**EXCERPTED RECORDS:**
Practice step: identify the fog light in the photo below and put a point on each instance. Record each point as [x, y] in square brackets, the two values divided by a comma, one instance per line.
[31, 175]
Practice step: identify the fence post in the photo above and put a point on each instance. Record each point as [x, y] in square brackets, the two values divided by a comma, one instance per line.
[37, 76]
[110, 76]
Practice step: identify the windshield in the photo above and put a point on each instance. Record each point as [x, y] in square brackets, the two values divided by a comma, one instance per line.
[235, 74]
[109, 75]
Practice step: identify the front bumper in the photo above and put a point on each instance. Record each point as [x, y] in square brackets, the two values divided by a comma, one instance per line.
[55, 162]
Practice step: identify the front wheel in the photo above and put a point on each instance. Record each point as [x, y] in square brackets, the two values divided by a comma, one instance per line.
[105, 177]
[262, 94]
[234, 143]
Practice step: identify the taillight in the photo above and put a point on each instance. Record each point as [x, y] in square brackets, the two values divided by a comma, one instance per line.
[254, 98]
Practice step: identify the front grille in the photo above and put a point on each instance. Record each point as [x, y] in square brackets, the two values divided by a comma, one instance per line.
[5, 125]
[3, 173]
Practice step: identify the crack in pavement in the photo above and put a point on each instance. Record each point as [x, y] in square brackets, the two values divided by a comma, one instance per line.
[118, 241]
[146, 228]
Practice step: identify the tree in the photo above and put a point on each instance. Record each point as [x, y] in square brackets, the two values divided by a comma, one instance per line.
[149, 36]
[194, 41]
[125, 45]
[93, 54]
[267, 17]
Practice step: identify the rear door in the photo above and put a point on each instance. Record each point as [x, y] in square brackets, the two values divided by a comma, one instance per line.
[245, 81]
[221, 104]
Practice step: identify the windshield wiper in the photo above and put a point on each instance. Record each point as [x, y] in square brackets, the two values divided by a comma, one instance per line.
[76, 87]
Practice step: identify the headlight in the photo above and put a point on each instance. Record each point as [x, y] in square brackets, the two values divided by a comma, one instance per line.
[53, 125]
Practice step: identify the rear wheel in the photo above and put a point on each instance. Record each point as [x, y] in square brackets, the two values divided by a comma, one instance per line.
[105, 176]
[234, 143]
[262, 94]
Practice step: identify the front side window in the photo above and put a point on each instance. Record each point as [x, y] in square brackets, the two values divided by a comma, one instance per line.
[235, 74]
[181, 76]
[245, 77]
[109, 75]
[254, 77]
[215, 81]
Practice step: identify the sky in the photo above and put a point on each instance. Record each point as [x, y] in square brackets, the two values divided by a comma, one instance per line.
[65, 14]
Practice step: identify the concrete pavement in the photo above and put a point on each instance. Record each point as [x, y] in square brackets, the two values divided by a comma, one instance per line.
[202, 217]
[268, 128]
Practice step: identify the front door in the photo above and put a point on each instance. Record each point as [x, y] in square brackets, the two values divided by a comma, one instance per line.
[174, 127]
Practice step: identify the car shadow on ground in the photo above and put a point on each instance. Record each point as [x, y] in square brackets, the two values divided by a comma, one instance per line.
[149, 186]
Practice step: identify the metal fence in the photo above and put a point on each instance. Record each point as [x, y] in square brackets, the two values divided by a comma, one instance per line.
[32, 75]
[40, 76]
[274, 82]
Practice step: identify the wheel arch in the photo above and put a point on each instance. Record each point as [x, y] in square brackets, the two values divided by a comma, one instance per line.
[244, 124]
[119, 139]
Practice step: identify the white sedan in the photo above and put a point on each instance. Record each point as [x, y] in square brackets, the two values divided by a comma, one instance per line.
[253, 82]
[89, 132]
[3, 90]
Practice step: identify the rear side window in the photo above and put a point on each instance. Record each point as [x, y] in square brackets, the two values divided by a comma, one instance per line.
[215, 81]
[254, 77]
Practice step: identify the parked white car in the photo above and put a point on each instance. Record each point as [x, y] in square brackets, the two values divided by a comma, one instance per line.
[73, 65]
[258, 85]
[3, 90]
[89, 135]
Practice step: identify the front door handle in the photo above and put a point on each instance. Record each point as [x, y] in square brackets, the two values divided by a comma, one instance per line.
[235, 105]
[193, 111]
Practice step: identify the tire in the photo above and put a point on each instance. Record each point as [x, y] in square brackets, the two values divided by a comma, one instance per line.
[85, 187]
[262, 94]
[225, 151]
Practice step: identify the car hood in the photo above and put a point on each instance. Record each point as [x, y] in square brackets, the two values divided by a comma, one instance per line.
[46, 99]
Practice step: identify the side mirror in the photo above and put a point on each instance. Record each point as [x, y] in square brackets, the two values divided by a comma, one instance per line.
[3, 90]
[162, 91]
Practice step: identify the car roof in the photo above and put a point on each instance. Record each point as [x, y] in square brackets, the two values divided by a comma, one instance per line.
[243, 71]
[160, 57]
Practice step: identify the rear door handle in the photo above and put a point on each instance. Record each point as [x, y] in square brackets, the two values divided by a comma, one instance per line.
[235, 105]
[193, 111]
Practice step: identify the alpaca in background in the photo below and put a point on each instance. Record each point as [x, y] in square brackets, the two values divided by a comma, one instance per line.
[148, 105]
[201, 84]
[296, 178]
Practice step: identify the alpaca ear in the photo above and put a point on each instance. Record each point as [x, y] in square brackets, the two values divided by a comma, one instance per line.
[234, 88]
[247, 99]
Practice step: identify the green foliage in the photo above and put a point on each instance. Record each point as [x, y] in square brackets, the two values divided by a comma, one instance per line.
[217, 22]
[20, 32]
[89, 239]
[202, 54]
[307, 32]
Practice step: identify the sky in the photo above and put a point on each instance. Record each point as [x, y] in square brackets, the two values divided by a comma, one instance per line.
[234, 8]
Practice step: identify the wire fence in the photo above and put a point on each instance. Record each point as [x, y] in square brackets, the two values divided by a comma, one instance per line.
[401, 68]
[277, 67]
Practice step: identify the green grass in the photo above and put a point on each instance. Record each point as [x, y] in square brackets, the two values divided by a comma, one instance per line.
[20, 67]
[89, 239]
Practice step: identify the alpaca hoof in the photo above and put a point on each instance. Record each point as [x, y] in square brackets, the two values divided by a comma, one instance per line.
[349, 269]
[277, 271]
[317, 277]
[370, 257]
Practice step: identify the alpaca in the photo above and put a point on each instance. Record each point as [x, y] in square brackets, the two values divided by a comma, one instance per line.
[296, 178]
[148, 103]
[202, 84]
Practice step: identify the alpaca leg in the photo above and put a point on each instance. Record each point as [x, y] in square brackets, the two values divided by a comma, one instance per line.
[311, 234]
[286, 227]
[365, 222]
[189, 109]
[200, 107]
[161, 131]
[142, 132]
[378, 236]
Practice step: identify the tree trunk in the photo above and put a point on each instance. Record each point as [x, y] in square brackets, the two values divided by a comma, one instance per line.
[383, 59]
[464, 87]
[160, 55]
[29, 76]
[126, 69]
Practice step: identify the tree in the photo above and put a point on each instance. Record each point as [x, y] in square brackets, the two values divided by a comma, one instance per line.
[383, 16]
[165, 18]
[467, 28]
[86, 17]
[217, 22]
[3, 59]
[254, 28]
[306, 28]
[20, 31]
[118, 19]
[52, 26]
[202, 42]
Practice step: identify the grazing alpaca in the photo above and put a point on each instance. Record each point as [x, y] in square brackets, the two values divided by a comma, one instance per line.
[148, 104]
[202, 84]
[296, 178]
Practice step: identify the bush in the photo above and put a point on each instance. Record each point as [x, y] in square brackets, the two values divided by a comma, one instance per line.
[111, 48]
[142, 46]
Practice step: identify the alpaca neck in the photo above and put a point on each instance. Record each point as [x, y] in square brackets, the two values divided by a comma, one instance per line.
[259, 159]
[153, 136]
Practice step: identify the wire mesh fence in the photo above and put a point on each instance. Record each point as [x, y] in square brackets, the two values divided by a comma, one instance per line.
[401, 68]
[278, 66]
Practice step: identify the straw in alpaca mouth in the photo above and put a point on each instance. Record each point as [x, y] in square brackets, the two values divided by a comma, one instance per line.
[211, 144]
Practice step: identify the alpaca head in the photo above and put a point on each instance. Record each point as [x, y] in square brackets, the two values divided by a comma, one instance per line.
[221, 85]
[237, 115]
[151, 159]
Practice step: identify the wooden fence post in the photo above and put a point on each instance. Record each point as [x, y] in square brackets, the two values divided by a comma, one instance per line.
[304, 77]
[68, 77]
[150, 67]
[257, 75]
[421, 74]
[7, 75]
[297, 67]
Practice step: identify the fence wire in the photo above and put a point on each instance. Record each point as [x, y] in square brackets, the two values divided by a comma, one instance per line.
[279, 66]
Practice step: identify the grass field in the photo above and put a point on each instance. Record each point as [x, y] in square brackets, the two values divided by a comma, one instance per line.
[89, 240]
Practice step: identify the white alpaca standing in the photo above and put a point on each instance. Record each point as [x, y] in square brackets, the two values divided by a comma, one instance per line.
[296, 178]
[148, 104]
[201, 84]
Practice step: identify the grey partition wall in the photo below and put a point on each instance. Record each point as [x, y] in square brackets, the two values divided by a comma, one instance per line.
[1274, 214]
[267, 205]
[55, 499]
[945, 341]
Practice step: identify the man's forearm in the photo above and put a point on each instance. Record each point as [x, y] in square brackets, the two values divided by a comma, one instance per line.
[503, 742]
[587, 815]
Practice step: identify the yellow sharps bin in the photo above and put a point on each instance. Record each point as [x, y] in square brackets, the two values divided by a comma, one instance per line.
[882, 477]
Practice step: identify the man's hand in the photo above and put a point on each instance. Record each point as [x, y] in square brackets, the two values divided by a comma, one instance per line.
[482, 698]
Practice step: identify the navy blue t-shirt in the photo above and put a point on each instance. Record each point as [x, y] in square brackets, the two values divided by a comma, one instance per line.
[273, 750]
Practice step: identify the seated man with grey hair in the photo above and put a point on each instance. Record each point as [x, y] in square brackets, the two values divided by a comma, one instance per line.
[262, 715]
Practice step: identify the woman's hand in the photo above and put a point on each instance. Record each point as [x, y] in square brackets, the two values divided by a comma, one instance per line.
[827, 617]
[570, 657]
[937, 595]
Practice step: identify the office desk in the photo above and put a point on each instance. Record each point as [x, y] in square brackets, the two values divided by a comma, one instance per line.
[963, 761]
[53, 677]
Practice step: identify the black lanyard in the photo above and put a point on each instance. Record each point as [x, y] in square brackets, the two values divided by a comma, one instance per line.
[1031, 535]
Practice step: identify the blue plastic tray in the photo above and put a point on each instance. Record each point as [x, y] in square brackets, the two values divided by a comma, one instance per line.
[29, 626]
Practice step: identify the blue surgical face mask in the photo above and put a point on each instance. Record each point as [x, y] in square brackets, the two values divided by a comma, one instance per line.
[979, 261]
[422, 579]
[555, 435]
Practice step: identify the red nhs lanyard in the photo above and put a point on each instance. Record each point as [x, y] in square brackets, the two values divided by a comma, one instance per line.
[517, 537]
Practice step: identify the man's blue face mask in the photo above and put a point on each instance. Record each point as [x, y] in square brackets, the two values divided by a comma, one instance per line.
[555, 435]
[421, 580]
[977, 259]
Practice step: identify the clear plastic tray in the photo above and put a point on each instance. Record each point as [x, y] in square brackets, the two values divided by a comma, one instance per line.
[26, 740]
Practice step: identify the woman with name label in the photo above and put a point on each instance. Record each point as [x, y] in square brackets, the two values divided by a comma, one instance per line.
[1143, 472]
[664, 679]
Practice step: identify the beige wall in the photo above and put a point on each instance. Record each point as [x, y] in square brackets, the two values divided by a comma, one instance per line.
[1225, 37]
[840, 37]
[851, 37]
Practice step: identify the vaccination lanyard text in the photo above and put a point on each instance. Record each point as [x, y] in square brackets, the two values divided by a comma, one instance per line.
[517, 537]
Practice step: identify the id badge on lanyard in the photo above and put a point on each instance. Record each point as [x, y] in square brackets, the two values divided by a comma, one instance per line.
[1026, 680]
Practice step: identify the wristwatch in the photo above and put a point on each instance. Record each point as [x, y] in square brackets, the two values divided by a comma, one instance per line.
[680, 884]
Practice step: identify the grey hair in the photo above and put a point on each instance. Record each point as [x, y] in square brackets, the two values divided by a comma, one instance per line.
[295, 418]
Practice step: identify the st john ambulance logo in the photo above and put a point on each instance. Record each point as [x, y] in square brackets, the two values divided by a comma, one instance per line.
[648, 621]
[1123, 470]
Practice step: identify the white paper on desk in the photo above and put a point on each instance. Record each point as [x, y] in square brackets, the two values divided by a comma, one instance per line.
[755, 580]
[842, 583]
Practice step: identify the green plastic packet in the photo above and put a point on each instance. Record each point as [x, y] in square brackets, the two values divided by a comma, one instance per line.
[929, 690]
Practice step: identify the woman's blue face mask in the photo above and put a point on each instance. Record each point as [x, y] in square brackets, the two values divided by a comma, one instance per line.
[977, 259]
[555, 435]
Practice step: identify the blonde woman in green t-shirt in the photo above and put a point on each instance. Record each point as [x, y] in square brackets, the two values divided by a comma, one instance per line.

**INSTRUCTIONS TO FOLLOW:** Give the lines from the one containing "Practice step: identify the white paper" through the end of the entries again, exactly as written and with no other lines.

**WRITTEN ANSWER:**
Practice step: identify the white paper on desk in the photo above and put a point on each instance. Record each point as [x, y] in square brackets, the two values divided by a comma, one instance per line.
[755, 580]
[842, 583]
Practice step: identify the green plastic packet in the photo above and put a point on each instance. Record each point as [x, y] in square brackets, the two values divided by a comma, one instance per line.
[929, 690]
Practice step: identify the woman's blue face mask in the photo above and put a point on each instance. Record each point as [x, y] in square brackets, the two values divided by a comma, one instance per line.
[977, 259]
[555, 435]
Practice step: identify the blonde woman in green t-shirt in the photo above and put a point on each instance. Record each point as [x, y] in square brackets, the two values divided by a comma, one instance per line.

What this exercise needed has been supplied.